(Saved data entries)
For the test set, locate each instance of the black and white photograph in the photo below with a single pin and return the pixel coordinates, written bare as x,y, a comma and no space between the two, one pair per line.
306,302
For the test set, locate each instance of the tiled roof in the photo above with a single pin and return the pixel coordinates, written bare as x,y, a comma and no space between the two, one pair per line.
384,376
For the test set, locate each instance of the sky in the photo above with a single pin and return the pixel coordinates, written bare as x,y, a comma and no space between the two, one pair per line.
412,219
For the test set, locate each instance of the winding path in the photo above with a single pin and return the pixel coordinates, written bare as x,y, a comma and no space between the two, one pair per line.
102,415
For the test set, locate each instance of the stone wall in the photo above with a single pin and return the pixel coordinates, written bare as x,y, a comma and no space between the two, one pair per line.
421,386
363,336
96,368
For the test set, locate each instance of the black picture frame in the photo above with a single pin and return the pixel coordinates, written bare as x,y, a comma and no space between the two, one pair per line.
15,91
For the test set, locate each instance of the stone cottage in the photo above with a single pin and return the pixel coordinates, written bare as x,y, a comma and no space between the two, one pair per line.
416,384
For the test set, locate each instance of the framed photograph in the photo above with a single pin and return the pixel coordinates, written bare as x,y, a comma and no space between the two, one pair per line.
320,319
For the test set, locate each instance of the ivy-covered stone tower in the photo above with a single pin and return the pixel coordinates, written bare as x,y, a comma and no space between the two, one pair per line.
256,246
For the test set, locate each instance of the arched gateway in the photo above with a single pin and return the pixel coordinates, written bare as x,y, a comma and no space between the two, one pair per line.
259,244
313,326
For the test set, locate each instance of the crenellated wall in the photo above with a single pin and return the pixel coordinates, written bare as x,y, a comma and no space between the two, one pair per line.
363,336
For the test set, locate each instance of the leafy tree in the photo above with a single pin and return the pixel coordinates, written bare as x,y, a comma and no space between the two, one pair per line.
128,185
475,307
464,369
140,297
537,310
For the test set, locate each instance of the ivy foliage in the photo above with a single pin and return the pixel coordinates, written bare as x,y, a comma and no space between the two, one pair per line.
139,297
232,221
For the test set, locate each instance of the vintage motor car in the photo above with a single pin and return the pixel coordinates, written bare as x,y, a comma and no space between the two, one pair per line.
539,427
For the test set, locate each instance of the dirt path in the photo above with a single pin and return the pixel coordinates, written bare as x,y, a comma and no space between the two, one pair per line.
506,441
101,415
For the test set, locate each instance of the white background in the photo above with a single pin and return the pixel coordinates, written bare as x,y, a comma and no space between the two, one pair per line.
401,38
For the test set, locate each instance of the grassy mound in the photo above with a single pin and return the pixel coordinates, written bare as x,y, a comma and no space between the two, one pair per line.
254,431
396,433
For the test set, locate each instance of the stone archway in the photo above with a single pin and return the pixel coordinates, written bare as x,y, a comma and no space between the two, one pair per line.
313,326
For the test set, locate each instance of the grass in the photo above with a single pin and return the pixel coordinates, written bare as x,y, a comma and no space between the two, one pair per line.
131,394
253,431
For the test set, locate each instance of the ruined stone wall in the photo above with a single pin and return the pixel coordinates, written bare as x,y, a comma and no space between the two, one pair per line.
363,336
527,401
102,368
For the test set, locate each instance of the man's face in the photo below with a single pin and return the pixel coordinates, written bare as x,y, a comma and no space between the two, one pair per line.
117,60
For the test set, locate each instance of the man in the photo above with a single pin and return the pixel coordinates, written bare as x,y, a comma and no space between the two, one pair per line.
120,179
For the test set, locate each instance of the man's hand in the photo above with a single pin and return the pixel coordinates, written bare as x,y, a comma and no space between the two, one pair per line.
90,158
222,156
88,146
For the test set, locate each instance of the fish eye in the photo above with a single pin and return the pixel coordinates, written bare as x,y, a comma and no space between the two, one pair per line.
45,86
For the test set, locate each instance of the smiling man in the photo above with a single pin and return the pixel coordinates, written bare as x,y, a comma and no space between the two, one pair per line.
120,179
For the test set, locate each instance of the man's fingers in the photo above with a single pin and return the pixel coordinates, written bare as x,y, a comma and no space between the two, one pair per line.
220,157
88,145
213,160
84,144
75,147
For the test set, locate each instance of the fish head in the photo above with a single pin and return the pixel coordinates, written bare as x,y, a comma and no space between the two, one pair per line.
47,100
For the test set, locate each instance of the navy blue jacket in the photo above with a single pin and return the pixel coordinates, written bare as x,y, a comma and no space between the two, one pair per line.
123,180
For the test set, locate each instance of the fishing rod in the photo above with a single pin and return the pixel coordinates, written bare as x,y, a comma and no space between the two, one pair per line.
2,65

▸ **Set task**: Give exactly the lines from the one with "For the test set, locate each instance of the smiling" to the end of the entries, nothing before them.

▸ **Result**:
For the test set, locate each instance of the smiling man in the photo above with a single pin and return the pixel coordinates, written bare as x,y, a comma and no space between the two, one pair per line.
120,179
For the test set, locate each instance of the man's fingers in the photo above with a single pin and return the pixel coordinates, written bare as x,y, a comma and no space between the two, one pair per line.
220,157
88,145
213,160
84,144
75,147
For the test set, locate each instance of the fish head in the photo above with a single pin and return the pixel coordinates, written bare as x,y, a comma and no space between the two, one pair per line.
47,100
For the test set, locate each instance of the navy blue jacket in the photo above with a single pin and return the pixel coordinates, written bare as x,y, a comma and no space between the two, one pair per line.
123,180
For the test set, locate each instance of the fishing rod in the photo above with a single pin and return the pixel coordinates, written bare as x,y, a comma and no space between the two, one pair per line.
2,65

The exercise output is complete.